**What to do**.
Collect every line of the items below that contains the word "finial".

**Data for the task**.
□ □ □ □ □
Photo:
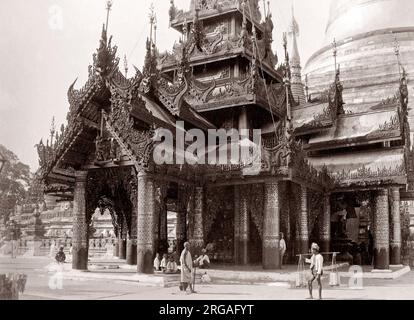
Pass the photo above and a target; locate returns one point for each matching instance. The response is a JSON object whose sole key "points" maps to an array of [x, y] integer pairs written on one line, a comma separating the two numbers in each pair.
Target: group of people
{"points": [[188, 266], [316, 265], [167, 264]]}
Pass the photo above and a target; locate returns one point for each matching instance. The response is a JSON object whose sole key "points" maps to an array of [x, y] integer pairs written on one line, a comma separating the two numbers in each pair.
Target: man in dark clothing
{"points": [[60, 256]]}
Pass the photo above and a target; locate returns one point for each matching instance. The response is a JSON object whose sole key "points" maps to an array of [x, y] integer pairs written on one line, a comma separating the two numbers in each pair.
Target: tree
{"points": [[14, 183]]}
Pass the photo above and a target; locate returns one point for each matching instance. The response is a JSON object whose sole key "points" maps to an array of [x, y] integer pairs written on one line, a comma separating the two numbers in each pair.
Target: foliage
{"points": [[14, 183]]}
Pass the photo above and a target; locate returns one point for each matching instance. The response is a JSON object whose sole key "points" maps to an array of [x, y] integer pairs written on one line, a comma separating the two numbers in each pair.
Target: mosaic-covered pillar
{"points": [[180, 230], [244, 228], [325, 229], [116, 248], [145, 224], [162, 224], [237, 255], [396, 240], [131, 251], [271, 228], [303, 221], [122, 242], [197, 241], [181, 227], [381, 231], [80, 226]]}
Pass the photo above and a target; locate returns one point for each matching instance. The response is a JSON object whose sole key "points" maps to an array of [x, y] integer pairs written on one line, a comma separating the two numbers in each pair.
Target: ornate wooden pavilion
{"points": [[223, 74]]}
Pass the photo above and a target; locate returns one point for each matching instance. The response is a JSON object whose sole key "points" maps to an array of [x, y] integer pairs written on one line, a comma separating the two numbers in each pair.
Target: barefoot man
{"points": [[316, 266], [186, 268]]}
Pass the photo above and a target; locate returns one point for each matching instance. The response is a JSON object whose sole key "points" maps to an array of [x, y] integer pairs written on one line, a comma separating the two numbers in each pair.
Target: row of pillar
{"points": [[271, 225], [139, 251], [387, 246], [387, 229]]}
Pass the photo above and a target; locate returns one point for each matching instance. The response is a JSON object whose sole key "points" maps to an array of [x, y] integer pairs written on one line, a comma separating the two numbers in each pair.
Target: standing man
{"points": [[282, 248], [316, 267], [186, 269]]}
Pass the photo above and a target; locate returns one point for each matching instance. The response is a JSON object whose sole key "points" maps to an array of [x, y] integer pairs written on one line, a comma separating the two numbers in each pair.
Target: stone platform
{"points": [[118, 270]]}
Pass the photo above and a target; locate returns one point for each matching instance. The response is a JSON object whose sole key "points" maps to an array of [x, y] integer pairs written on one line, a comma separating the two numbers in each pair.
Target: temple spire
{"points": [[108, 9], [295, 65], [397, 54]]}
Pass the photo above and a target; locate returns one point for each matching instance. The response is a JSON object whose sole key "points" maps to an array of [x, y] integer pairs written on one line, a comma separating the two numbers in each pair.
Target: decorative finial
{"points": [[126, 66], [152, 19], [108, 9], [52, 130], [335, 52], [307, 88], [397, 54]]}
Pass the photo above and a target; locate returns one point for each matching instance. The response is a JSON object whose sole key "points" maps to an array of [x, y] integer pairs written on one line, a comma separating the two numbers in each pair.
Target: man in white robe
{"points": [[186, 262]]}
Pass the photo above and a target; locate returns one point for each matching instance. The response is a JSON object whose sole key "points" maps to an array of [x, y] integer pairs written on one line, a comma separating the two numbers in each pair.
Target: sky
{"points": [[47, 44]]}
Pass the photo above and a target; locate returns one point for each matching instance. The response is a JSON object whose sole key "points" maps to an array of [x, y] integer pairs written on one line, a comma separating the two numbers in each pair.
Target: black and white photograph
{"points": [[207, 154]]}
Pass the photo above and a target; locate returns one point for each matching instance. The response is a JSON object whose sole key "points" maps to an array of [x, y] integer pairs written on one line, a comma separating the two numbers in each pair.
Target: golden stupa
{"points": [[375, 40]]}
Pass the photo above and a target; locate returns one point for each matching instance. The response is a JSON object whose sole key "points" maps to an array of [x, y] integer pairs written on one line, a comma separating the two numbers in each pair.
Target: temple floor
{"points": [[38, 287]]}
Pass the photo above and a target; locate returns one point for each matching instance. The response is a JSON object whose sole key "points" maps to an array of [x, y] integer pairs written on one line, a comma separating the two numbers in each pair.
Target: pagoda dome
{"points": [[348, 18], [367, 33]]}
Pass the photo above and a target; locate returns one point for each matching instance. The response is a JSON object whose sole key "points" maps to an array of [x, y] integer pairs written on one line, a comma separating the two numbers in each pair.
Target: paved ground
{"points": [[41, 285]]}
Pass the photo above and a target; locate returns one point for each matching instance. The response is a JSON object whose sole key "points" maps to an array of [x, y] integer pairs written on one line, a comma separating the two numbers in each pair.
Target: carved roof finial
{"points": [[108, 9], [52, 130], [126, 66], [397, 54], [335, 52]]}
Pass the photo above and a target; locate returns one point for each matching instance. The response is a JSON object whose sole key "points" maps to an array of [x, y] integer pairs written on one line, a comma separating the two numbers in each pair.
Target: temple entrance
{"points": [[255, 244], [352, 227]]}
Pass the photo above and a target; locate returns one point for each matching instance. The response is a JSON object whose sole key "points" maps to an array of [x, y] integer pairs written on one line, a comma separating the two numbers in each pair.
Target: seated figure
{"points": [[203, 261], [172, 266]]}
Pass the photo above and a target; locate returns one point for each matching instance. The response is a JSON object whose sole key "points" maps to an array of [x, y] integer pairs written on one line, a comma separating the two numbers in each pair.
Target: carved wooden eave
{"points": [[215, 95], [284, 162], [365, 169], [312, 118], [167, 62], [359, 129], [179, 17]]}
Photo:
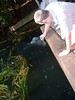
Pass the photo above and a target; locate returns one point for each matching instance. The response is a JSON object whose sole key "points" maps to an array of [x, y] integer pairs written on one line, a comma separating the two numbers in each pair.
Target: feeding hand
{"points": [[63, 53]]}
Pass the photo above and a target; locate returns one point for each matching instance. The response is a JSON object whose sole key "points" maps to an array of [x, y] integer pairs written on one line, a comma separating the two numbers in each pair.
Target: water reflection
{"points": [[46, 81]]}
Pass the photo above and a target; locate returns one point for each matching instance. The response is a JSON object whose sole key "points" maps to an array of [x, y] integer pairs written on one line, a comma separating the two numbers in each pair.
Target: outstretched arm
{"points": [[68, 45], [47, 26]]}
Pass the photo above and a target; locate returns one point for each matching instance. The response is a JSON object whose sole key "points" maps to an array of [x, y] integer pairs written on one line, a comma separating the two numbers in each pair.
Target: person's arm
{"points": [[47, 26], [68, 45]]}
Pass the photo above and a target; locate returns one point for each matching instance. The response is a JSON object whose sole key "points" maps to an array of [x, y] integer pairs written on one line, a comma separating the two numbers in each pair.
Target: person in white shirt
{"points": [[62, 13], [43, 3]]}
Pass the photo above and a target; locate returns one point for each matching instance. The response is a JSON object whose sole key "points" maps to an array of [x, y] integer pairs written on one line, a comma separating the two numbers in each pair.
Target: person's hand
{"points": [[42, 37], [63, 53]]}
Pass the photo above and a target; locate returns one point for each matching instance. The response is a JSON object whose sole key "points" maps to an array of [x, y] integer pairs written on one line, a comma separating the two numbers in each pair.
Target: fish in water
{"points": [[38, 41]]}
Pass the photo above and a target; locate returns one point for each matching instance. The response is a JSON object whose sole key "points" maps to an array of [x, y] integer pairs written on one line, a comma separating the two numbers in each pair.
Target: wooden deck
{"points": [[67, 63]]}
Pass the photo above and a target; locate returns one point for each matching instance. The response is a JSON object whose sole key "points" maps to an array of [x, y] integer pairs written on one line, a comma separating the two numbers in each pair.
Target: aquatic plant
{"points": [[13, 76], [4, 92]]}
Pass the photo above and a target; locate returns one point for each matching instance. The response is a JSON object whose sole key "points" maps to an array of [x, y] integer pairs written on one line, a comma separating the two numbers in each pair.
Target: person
□ □ □ □ □
**Written response**.
Target: decorative finial
Target: carved roof finial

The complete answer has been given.